-------- Task inputs --------

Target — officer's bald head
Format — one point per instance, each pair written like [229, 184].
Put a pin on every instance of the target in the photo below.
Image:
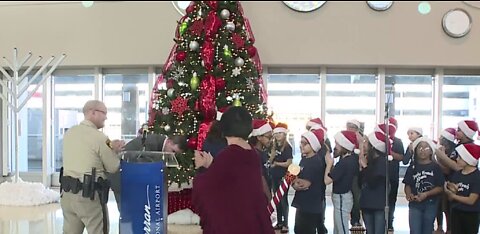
[92, 105]
[96, 112]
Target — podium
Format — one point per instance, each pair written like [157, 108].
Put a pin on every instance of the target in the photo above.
[144, 203]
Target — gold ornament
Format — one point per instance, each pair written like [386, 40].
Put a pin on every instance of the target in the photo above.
[183, 27]
[237, 102]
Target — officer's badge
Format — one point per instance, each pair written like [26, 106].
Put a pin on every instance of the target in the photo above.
[109, 143]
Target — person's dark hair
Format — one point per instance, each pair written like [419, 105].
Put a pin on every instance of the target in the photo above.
[415, 153]
[214, 134]
[236, 122]
[374, 151]
[179, 140]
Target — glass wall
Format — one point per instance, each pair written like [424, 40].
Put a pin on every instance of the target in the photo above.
[461, 96]
[349, 96]
[411, 104]
[71, 91]
[295, 96]
[294, 99]
[126, 96]
[31, 125]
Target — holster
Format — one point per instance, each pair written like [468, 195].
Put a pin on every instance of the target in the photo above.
[70, 184]
[103, 187]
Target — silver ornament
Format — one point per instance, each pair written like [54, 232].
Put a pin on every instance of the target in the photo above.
[193, 45]
[225, 14]
[230, 26]
[239, 62]
[170, 92]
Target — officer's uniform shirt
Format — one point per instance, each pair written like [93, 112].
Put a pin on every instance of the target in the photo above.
[84, 147]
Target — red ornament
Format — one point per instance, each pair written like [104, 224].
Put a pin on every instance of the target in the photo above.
[179, 105]
[252, 51]
[181, 55]
[219, 84]
[192, 143]
[197, 27]
[197, 106]
[170, 83]
[238, 41]
[207, 55]
[212, 4]
[212, 24]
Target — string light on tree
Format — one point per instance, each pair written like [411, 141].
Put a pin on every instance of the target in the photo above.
[213, 59]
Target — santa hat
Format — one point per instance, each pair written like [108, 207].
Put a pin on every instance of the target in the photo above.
[382, 129]
[354, 122]
[393, 121]
[315, 124]
[416, 129]
[469, 153]
[449, 134]
[468, 127]
[220, 112]
[260, 127]
[280, 127]
[348, 140]
[377, 139]
[315, 138]
[424, 139]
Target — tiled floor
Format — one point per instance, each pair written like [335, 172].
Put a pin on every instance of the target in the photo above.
[49, 219]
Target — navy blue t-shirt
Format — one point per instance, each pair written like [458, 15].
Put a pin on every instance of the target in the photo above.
[265, 166]
[311, 200]
[373, 184]
[279, 172]
[394, 165]
[342, 174]
[467, 184]
[424, 177]
[214, 147]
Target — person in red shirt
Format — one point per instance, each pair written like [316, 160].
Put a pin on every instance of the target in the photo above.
[229, 195]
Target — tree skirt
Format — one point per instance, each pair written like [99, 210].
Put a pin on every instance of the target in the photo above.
[24, 193]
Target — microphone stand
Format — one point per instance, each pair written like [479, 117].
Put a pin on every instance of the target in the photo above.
[387, 150]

--------

* Action item
Check each line of the records above for "tree", and copy those that have it.

* Written response
Target — string light on tree
Target — tree skirt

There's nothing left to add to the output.